| Written exercise |
All records must be quoted exactly. Omit the pictures.

| Records shown |
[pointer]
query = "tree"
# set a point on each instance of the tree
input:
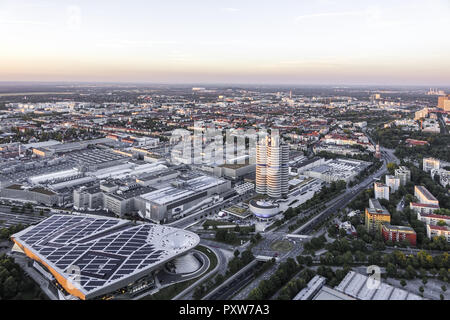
(391, 270)
(10, 287)
(441, 223)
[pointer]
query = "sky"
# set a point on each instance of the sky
(398, 42)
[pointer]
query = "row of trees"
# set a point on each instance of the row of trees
(267, 288)
(294, 286)
(234, 265)
(6, 233)
(14, 284)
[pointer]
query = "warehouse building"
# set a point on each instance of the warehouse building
(180, 197)
(337, 169)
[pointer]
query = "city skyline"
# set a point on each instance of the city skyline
(288, 43)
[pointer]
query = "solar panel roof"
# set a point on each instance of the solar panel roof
(108, 252)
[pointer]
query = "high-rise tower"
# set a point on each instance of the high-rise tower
(272, 171)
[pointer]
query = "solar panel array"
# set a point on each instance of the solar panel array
(104, 250)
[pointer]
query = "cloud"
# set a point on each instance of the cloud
(26, 22)
(230, 9)
(299, 19)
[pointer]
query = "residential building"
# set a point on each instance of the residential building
(381, 191)
(375, 216)
(438, 231)
(404, 174)
(393, 183)
(430, 164)
(423, 207)
(398, 233)
(433, 219)
(424, 195)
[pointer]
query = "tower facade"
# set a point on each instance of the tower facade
(272, 171)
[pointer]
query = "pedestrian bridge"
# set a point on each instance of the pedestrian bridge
(297, 236)
(265, 258)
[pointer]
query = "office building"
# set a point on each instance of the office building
(272, 171)
(381, 191)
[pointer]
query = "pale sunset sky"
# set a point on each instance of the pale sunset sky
(402, 42)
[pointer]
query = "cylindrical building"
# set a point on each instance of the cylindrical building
(272, 171)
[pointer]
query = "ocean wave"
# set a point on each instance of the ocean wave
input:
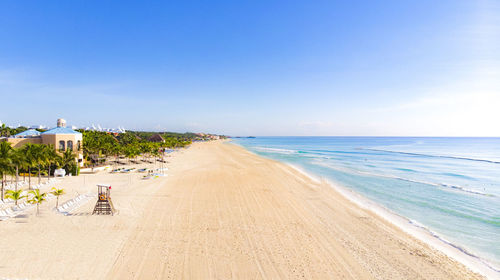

| Reply |
[pointer]
query = "tree"
# set a point on each instance of the tree
input:
(391, 270)
(10, 287)
(441, 223)
[pointer]
query = "sky"
# set a point on each instance of the sky
(398, 42)
[pointer]
query = "row of trees"
# set a point on each instance of the row of trees
(267, 288)
(294, 286)
(234, 265)
(6, 233)
(14, 284)
[pointer]
query = "warehouse building"
# set a point on each instance of the warehouse building
(180, 197)
(337, 169)
[pointer]
query = "city skyline"
# set a point on each instance of the city skyline
(288, 43)
[pointer]
query = "solar panel roof"
# set a point on each instance of the solar panel roof
(108, 252)
[pointer]
query = "high-rise tower"
# set a point on each instance of the high-rise tower
(272, 171)
[pointer]
query = "solar panel array"
# set a point on each instance of the solar panel array
(104, 250)
[pointer]
query = "cloud"
# set a point on each instance of the cloud
(26, 22)
(230, 9)
(299, 19)
[pointer]
query = "residential building"
# set a point on each instance of the residential building
(381, 191)
(375, 216)
(438, 231)
(404, 174)
(393, 183)
(430, 164)
(423, 207)
(398, 233)
(433, 219)
(424, 195)
[pointer]
query = "tower facade"
# set a point on each instance of the tower facade
(272, 171)
[pointer]
query = "pedestrian bridge"
# set a point on each instance of the pedestrian bridge
(297, 236)
(265, 258)
[pointer]
query = "office building"
# set a point on each instance of the office building
(272, 171)
(381, 191)
[pointer]
query = "pale sunset sky"
# set a point on each instance of the pale sunset sky
(402, 42)
[pointer]
query = "cylindrical building"
# set a point on each instance of the cylindrical building
(272, 171)
[pointer]
query = "ocean wave"
# set a point on each instance of the ocean wave
input:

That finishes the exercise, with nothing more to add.